■ Quoted passage ■
*****
KOHL EXAMINES EFFECTS OF DEA CRACKDOWN ON NURSING HOME DELIVERY OF PAIN MEDICATION


WASHINGTON - Today U.S. Senator Herb Kohl, Chairman of the Special Committee on Aging, held a listening session on the unintended consequences of the U.S. Drug Enforcement Administration's (DEA) heightened scrutiny of prescribing practices in nursing homes across America.  According to many sources within the long-term care industry, vulnerable patients have at times been left to languish in pain as nursing home nurses and doctors strive to adhere to the Controlled Substances Act.
 
"The hours it may take for a nursing home to fully comply with DEA regulations can feel like an eternity to an elderly nursing home resident who is waiting for relief from excruciating pain," said Chairman Kohl.  "It is safe to say that most laws are created to prevent suffering.  In the case of the DEA's recent crackdown of nursing homes, it appears that the law exacerbates it."
 
Panelists detailed a recent enforcement initiative launched by the DEA that has caused many nursing home patients to experience serious delays in receiving the medication they need to control their pain.  DEA began its enforcement campaign in Ohio last April, later moving into Wisconsin and other states.  DEA contends that the Controlled Substances Act that requires physicians to write out, sign and fax prescription for all pain medications, instead of allowing nursing home nurses to take verbal direction from physicians to order and administer medication, as is done in hospitals.
*****
■ Recorded data ■
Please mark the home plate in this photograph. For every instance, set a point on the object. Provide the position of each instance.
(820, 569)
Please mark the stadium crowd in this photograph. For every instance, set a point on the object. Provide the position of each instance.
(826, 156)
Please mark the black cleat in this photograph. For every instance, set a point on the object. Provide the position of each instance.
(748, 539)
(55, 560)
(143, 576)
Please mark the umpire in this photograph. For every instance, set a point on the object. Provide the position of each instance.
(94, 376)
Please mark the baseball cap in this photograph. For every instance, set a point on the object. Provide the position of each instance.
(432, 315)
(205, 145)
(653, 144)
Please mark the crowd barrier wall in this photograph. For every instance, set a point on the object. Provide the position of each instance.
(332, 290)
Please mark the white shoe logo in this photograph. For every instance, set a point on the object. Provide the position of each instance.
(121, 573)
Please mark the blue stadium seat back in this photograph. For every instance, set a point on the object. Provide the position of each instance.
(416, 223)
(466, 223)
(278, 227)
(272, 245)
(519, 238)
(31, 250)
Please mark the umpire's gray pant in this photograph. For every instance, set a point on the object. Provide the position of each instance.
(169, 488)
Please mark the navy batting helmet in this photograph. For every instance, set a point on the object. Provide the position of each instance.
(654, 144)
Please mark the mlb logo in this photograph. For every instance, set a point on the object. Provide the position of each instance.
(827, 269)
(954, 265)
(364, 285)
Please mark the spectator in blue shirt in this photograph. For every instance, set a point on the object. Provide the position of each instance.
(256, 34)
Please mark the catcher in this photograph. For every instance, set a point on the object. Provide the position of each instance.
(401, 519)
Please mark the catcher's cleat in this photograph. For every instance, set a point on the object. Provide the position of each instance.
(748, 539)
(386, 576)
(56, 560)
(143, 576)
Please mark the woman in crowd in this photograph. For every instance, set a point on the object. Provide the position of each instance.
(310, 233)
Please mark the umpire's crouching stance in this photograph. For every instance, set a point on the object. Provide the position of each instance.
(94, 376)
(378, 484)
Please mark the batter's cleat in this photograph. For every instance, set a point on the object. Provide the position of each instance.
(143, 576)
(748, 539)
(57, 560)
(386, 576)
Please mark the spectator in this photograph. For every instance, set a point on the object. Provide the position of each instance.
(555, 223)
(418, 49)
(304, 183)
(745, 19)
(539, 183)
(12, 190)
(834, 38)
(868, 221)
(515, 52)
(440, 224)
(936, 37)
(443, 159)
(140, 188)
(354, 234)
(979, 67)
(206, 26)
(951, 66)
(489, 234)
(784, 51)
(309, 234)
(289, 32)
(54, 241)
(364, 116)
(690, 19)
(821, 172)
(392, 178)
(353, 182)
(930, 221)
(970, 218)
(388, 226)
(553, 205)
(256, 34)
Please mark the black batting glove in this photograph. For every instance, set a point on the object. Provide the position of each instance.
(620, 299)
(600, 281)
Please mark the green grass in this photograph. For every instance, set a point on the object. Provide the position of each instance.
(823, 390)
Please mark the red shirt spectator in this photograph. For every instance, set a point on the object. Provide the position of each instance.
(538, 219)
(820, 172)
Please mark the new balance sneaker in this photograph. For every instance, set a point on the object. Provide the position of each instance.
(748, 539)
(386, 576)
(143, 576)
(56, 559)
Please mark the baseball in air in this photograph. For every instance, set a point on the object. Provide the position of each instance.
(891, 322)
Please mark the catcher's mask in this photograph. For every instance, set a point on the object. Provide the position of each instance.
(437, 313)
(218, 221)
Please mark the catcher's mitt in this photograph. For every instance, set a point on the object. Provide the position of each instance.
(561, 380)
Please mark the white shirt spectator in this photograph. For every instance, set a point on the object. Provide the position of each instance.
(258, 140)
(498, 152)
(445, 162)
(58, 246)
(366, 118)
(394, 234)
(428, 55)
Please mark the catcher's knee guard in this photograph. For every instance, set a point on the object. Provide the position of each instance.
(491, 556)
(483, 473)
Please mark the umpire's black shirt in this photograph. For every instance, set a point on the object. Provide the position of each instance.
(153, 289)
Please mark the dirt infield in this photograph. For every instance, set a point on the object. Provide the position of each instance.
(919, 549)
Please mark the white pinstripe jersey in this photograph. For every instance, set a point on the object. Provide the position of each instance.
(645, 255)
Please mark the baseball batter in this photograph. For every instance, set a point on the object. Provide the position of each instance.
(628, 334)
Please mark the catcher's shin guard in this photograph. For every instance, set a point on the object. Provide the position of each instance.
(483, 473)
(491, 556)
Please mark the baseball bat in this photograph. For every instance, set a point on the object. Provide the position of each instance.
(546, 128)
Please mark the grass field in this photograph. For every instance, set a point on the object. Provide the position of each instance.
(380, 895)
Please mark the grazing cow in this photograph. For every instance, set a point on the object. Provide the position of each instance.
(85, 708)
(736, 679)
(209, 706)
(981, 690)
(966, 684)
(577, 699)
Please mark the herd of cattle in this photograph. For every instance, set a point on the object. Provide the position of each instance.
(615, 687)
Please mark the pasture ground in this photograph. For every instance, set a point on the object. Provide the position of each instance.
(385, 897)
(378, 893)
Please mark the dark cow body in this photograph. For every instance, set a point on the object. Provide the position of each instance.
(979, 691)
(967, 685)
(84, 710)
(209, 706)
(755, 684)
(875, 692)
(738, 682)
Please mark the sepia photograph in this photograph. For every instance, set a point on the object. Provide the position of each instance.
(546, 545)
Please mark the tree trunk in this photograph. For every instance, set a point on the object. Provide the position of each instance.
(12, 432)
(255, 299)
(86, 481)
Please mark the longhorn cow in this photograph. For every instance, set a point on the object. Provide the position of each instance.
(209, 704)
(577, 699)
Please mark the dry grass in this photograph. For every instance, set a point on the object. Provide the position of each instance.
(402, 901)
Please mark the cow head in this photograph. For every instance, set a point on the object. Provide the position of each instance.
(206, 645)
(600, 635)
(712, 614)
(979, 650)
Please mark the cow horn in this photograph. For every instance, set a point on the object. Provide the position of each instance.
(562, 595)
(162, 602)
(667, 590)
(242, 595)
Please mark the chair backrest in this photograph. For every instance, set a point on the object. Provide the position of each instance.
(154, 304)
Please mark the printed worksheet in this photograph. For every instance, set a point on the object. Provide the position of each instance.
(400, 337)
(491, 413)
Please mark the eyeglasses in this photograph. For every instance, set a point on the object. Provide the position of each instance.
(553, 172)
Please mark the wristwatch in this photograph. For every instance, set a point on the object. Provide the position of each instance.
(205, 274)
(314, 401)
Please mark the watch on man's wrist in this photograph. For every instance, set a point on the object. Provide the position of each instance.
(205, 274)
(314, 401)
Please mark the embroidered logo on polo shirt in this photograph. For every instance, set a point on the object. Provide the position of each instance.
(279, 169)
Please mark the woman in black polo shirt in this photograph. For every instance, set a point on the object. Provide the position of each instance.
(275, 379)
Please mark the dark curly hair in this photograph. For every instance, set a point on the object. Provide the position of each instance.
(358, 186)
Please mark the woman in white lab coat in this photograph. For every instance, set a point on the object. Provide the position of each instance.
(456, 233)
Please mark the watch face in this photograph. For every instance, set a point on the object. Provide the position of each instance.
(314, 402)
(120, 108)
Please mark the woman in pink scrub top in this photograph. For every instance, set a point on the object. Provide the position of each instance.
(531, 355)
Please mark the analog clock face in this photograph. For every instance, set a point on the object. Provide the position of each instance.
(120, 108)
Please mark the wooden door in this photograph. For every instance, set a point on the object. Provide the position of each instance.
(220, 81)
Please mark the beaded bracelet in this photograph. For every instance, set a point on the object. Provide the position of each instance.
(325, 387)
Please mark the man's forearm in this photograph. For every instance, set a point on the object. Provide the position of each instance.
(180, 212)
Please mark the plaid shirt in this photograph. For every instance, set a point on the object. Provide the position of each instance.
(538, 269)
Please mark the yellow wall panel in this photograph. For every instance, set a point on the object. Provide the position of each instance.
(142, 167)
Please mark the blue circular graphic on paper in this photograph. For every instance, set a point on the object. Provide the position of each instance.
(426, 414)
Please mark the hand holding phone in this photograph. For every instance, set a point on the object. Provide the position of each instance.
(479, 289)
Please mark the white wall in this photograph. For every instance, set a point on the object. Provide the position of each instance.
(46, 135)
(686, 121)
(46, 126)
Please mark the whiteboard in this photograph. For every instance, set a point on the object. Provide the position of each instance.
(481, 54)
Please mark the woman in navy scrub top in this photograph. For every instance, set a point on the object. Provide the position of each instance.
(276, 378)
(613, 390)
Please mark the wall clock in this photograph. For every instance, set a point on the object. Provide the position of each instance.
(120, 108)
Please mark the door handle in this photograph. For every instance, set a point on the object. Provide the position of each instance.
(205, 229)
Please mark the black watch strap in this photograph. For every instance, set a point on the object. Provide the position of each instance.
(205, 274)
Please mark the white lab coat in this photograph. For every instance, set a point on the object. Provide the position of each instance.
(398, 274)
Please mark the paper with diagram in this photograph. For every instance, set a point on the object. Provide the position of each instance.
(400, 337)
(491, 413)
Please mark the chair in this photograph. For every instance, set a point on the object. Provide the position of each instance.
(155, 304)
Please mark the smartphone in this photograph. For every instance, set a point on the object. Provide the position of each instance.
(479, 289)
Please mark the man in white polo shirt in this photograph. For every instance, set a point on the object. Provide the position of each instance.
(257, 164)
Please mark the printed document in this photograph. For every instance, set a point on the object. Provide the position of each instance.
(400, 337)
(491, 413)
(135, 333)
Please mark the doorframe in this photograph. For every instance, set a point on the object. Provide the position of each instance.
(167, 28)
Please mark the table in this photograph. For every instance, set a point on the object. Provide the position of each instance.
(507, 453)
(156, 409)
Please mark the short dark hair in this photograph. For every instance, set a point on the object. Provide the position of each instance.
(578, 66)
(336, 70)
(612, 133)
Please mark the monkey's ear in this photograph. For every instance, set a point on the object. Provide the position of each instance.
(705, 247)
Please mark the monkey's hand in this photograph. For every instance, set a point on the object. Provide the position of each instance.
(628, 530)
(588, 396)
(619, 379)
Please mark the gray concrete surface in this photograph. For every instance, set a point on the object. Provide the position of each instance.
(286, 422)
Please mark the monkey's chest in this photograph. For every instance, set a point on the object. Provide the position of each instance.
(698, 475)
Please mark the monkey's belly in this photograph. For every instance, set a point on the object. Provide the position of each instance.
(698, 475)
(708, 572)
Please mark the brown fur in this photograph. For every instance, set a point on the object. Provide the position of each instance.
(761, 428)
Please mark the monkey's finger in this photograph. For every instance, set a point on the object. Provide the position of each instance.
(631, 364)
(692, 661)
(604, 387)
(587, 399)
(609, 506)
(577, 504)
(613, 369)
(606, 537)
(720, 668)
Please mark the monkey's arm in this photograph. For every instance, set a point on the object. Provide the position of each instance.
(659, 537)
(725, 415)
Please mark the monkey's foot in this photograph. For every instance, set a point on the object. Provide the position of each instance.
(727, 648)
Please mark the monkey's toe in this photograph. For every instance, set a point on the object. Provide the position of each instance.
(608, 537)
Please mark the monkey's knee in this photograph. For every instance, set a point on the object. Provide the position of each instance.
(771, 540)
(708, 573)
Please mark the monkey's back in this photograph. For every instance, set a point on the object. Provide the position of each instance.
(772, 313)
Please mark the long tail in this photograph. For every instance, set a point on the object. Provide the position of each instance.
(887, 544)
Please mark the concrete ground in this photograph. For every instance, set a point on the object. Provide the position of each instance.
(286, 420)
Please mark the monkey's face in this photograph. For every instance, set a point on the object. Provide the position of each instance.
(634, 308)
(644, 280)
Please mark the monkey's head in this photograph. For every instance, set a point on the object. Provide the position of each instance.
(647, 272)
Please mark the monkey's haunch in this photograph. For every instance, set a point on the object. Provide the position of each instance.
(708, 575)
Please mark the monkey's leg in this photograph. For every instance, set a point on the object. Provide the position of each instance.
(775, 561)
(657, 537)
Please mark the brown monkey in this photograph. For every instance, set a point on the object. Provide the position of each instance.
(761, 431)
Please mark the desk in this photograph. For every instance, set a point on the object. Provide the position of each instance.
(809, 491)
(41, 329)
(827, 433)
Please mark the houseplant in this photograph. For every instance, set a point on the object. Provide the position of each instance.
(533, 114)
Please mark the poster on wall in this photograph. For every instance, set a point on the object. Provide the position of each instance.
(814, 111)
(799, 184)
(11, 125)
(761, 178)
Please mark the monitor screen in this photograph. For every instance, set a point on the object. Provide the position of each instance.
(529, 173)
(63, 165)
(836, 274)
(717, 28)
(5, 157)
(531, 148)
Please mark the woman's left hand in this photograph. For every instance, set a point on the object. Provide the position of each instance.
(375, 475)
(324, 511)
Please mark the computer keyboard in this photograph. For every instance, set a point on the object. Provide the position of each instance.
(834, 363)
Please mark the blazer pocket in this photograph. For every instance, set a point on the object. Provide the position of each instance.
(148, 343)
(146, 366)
*****
■ Task list ■
- a) Can you rewrite the paragraph of the Kohl press release that begins "WASHINGTON - Today" more briefly, keeping its main facts?
- b) According to the Kohl press release, where and when did the DEA begin its enforcement campaign?
- c) Do these statements agree with the Kohl press release? Answer yes or no for each, quoting the deciding words.
(i) Herb Kohl chairs the Special Committee on Aging.
(ii) The DEA began its enforcement campaign in Wisconsin.
(iii) In hospitals, nurses may take verbal direction from physicians to order and administer medication.

■ Answer list ■
- a) In Washington, Senator Herb Kohl, Chairman of the Special Committee on Aging, held a listening session on the unintended consequences of the DEA's heightened scrutiny of nursing home prescribing practices. Many long-term care industry sources say vulnerable patients have at times been left in pain while nursing home nurses and doctors try to comply with the Controlled Substances Act.

- b) In Ohio, last April.

- c)
(i) Yes: "Herb Kohl, Chairman of the Special Committee on Aging"
(ii) No: "DEA began its enforcement campaign in Ohio last April, later moving into Wisconsin and other states."
(iii) Yes: "to take verbal direction from physicians to order and administer medication, as is done in hospitals"